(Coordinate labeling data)
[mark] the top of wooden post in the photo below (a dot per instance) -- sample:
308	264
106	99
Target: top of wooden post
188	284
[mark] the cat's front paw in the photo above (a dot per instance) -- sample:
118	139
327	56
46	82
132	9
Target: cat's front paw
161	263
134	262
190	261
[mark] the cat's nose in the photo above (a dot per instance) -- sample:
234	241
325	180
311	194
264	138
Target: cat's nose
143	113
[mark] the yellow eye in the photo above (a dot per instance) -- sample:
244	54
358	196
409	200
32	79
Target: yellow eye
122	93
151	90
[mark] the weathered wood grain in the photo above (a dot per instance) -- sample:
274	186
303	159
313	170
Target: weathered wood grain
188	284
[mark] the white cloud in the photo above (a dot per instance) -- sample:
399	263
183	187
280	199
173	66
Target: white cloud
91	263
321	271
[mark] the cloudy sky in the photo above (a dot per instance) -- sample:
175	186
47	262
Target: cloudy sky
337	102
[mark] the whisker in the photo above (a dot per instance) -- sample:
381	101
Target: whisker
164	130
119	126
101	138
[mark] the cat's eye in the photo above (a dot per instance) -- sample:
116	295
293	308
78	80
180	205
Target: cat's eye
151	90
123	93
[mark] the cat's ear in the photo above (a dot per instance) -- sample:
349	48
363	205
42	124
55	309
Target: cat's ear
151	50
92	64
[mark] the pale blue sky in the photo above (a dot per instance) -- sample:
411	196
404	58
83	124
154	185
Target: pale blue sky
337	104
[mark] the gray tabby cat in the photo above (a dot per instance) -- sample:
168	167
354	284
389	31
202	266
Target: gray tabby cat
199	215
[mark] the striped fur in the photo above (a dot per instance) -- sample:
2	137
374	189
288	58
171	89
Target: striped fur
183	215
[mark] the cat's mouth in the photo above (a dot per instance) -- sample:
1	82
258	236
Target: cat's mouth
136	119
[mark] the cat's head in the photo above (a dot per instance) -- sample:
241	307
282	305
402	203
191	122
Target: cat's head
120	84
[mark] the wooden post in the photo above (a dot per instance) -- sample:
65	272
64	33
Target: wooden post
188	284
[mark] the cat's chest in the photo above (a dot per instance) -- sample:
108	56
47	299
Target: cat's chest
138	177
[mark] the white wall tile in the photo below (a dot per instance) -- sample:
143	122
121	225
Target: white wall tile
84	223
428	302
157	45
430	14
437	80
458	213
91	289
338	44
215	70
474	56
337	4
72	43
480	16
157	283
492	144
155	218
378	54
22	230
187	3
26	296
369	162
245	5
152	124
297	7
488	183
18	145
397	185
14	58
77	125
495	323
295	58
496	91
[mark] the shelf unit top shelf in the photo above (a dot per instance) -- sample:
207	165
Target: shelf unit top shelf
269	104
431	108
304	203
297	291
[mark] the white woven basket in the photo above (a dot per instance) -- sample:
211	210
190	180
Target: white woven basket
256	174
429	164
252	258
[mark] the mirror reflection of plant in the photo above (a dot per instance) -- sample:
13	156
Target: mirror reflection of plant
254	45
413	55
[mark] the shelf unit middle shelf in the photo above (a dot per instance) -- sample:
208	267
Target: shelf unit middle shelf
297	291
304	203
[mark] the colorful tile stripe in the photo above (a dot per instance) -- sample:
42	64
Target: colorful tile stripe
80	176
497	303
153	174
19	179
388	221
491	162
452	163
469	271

## Short task
Starting with the line that contains "[mark] the shelf unit top", return each line through the last one of the data above, exactly as written and nothing more.

## Solution below
[mark] the shelf unit top shelf in the photo above (a dot per instance) -- sample:
207	165
Target: shelf unit top shelf
269	104
431	108
304	203
297	291
[mark] the white woven basket in the photo above (a dot per instance) -- sample:
211	210
190	180
Target: white woven basket
256	174
429	164
252	258
[mark] the mirror reflection of plant in the photo above (a dot per instance) -- sample:
13	156
Target: mirror reflection of plant
254	45
413	55
[mark] the shelf unit middle shelf in the photo above (a dot per instance) -- sample:
208	267
Target: shelf unit middle shelf
297	291
304	203
[mark] the colorful tile stripe in the photo above (a dot per instance) -- sample:
42	64
Target: colorful tile stripe
80	176
497	303
153	174
19	179
388	221
491	162
452	163
469	271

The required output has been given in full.